• GIVEN REQUEST
Please repeat the items below word for word, everything from the line containing "flush mount light." down to the end of the items, and leave out any pictures.

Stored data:
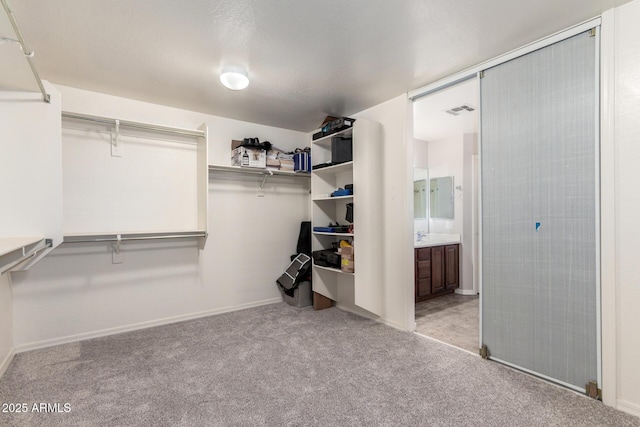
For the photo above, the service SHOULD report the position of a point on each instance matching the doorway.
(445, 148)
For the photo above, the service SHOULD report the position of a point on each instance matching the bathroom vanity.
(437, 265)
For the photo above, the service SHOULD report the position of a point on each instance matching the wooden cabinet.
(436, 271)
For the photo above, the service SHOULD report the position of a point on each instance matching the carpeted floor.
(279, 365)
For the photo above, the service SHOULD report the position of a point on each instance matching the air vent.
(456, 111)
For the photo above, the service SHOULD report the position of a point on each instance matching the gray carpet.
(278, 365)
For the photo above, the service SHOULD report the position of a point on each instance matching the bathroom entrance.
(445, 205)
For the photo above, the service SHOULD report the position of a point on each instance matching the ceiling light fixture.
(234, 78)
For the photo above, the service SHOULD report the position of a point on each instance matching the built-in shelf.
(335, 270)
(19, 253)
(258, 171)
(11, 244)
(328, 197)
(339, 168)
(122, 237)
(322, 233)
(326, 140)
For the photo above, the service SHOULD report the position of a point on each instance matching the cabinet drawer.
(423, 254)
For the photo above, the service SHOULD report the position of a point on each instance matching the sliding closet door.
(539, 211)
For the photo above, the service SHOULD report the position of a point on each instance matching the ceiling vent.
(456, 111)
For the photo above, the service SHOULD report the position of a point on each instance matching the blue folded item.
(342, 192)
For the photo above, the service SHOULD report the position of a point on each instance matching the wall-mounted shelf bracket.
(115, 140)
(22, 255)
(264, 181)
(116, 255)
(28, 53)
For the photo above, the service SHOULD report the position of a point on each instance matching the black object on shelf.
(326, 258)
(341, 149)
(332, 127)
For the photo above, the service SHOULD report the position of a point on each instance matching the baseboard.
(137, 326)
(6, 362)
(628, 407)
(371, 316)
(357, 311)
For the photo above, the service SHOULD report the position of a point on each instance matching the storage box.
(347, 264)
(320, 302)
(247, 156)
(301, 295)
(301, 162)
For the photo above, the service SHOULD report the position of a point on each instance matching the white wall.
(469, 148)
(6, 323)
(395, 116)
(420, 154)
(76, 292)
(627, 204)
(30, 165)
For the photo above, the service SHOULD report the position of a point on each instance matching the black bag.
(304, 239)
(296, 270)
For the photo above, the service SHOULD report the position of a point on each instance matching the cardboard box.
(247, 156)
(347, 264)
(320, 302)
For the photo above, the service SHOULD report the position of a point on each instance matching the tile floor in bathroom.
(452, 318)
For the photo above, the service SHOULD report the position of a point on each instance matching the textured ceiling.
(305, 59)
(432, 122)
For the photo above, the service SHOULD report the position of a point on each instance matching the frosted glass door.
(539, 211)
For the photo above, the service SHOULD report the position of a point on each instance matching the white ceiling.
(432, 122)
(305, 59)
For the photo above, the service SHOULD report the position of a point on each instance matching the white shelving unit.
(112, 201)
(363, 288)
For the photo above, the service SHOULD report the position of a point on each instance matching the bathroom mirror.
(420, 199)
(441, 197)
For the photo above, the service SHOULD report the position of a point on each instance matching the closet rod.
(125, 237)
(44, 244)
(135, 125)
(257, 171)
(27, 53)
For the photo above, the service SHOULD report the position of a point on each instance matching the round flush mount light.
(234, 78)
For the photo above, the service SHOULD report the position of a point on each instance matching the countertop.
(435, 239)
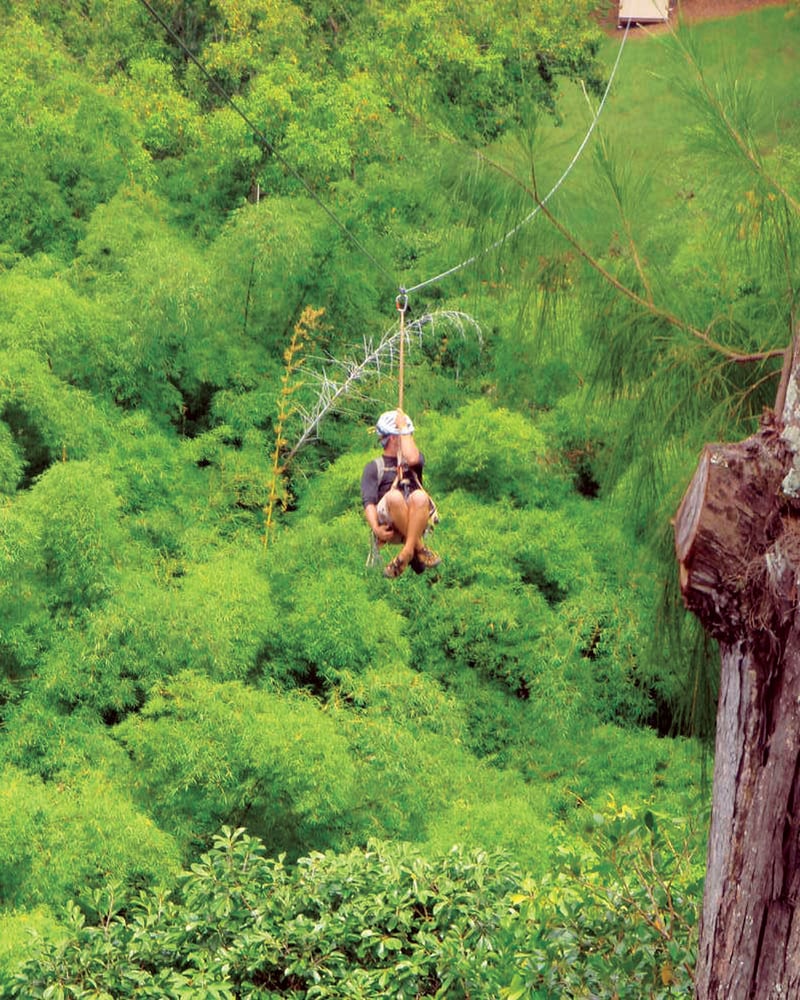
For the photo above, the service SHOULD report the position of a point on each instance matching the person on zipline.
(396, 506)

• WRITTEN SOLUTION
For the photo above, the service SHOULD report the position of a point on each instance matching the round flush mount light.
(234, 78)
For the photo above, the service SHOULD report the position of a point on each instance matching the countertop.
(435, 239)
For the photo above, the service SHOULD report the position of a point on each instance matching the person on zipline.
(396, 506)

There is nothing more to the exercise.